# Exercise task:
Extract the final stretch of the data: the line that contains "# test: point out the ripped" and every line after it, unaltered, and no other lines.

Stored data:
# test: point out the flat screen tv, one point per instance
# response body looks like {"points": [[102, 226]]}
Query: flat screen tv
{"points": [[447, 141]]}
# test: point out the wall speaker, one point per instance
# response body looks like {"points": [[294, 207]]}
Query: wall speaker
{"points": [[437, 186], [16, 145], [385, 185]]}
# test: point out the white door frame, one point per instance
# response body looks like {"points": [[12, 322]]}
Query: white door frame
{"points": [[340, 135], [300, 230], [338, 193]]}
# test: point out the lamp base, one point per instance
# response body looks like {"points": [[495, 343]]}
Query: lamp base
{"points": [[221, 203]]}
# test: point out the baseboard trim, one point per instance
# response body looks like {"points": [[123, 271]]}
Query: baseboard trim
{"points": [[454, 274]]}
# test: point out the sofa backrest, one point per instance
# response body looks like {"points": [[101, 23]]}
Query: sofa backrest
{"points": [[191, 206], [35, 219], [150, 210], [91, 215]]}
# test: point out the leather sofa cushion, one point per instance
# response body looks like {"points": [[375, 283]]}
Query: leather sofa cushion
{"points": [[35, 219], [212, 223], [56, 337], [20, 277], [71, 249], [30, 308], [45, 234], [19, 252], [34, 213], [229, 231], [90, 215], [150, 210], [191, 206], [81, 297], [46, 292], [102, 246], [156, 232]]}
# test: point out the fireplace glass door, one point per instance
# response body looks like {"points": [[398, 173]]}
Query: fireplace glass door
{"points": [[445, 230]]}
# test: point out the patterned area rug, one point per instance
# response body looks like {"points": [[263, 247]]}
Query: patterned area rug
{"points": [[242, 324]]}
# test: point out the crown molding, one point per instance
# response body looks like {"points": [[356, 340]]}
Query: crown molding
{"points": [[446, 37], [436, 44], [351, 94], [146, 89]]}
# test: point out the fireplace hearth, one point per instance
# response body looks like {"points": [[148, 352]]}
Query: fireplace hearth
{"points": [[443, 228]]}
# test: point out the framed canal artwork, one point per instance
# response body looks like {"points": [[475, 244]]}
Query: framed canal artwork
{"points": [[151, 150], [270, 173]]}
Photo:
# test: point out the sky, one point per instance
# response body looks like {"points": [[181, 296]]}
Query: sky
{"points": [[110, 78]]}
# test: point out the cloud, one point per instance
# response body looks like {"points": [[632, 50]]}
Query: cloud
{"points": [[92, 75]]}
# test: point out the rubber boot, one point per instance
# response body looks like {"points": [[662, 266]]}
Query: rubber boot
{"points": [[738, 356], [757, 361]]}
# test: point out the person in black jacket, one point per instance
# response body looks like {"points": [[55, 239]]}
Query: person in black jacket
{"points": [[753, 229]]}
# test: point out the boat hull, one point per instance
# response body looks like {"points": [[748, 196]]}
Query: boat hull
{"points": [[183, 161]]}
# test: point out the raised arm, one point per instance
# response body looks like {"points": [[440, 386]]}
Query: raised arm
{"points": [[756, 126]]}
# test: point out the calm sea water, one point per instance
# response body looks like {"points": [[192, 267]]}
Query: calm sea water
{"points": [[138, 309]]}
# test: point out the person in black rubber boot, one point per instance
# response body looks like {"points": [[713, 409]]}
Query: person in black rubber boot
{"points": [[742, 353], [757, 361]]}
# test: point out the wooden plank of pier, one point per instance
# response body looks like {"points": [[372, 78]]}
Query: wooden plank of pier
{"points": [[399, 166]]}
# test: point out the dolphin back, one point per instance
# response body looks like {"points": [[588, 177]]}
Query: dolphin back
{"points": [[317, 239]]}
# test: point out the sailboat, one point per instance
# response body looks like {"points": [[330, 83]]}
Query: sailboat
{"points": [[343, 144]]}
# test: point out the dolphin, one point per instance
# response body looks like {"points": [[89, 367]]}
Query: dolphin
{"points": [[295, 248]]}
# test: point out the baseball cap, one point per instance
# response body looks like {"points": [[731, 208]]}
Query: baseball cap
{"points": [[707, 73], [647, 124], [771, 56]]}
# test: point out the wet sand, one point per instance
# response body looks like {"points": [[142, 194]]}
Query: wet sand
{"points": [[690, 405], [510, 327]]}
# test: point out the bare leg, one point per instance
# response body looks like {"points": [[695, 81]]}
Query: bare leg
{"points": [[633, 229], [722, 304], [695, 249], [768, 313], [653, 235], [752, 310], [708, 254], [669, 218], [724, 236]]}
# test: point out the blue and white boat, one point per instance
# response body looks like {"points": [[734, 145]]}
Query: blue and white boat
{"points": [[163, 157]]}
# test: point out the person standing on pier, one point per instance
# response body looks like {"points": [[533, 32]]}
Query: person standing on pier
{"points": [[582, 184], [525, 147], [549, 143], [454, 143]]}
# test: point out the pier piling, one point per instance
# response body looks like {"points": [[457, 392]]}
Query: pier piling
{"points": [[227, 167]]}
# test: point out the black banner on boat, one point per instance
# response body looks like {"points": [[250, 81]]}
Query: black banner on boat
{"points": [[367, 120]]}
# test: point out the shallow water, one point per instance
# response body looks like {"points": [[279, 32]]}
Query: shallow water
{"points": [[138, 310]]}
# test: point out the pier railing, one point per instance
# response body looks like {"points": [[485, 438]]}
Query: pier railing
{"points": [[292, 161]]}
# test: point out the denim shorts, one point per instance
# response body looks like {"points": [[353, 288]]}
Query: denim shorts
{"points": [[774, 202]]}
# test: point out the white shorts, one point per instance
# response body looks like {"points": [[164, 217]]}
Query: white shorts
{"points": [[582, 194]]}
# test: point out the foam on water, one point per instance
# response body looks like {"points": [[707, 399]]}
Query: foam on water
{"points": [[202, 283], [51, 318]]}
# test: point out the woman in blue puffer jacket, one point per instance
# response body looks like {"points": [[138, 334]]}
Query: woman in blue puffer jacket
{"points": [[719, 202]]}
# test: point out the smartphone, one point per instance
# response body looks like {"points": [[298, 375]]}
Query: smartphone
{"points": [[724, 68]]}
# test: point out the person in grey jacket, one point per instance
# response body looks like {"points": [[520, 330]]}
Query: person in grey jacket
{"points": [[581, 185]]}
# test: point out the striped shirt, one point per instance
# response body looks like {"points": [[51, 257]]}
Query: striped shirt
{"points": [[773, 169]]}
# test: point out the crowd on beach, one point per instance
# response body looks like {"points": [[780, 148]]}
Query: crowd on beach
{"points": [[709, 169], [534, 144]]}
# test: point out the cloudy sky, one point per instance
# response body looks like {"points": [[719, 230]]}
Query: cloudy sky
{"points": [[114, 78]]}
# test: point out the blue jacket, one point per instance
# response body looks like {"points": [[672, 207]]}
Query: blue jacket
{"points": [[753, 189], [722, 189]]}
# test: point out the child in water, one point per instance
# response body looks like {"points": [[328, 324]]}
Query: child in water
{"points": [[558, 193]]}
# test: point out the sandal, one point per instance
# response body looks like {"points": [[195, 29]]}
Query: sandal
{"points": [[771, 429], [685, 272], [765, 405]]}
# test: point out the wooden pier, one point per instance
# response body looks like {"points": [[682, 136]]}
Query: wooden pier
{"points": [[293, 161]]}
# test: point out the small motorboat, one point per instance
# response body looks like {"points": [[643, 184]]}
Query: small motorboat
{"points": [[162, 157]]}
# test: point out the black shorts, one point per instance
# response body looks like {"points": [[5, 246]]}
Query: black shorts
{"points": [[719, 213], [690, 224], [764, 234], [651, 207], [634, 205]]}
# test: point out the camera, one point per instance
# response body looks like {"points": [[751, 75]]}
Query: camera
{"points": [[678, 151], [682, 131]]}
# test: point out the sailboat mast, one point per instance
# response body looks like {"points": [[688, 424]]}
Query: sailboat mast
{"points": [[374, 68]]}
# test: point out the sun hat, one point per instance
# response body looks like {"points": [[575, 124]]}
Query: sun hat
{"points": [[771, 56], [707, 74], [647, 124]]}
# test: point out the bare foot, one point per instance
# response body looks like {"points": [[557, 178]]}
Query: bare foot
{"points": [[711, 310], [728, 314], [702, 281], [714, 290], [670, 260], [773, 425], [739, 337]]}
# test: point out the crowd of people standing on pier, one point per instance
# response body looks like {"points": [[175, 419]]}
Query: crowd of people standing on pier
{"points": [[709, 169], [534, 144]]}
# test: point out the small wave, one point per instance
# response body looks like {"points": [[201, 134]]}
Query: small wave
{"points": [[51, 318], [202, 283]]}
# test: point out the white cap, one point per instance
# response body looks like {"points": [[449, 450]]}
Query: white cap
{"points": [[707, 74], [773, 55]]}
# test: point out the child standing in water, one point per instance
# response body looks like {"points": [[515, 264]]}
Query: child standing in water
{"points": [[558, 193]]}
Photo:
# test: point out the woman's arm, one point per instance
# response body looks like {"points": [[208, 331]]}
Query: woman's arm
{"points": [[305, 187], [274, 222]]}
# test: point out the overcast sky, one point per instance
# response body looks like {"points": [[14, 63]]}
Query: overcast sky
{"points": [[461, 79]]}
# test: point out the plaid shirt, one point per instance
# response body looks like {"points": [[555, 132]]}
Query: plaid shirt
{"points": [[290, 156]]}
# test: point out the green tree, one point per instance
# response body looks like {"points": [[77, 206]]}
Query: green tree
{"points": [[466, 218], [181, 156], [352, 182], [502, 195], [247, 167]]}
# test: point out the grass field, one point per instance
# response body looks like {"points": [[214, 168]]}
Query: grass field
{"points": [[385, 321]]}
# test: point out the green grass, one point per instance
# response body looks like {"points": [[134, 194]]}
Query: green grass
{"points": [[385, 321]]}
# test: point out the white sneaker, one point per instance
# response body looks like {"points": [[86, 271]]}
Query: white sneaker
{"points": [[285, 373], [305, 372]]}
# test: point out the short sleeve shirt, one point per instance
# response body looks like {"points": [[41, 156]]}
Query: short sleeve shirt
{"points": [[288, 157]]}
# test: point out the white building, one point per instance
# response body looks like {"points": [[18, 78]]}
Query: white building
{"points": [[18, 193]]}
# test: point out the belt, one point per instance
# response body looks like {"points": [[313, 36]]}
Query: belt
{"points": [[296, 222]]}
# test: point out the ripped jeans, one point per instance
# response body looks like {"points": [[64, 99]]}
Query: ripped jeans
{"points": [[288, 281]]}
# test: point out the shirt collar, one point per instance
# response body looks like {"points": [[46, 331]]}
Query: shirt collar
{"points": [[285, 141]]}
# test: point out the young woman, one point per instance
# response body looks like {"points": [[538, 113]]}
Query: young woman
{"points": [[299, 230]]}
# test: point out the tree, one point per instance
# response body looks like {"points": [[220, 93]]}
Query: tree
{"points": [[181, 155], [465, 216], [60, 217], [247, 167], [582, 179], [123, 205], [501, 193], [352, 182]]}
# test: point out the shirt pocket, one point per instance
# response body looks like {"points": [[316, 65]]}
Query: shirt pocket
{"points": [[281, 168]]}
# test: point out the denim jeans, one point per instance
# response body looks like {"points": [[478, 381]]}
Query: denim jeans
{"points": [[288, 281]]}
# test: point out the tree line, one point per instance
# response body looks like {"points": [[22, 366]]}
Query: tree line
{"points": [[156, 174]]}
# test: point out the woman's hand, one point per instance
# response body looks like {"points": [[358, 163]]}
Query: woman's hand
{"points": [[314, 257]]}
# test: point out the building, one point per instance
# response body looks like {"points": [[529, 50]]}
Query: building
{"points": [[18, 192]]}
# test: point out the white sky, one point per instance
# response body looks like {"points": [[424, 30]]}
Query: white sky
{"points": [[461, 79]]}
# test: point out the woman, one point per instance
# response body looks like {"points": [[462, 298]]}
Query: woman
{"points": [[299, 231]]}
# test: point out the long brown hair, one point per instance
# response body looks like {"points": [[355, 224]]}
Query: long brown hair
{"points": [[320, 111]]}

# Task result:
# test: point out the ripped jeans, one point per instance
# response body looks like {"points": [[64, 99]]}
Query: ripped jeans
{"points": [[288, 281]]}
# test: point out the shirt collar, one point per instance
# response body looks like {"points": [[46, 331]]}
Query: shirt collar
{"points": [[285, 141]]}
# test: point out the young woman, one point per instance
# response body looks like {"points": [[538, 113]]}
Query: young woman
{"points": [[299, 230]]}
# test: point out the tree, one point per instance
# response body looks like {"points": [[220, 93]]}
Query: tree
{"points": [[181, 155], [465, 216], [60, 217], [247, 167], [582, 179], [123, 205], [501, 193], [352, 182]]}
# test: point out the shirt pocket, one point per instance
# response body looks like {"points": [[316, 65]]}
Query: shirt pocket
{"points": [[281, 168]]}
# test: point out the denim jeans, one point per instance
# response body looks like {"points": [[478, 381]]}
Query: denim jeans
{"points": [[288, 281]]}
# test: point out the tree line, one point per instance
# response body looks like {"points": [[22, 366]]}
Query: tree line
{"points": [[156, 174]]}
# test: point out the woman's hand, one point per instance
# response body looks like {"points": [[358, 163]]}
Query: woman's hand
{"points": [[314, 257]]}
# test: point out the building, one point per instance
# response body looks like {"points": [[529, 50]]}
Query: building
{"points": [[18, 192]]}
# test: point out the white sky, one point per instance
# response body looks like {"points": [[424, 30]]}
Query: white sky
{"points": [[461, 79]]}
# test: point out the woman, one point per instance
# response body looks like {"points": [[462, 298]]}
Query: woman
{"points": [[299, 231]]}
# test: point out the long brown hair, one point per instance
# response body looks like {"points": [[355, 224]]}
Query: long brown hair
{"points": [[320, 111]]}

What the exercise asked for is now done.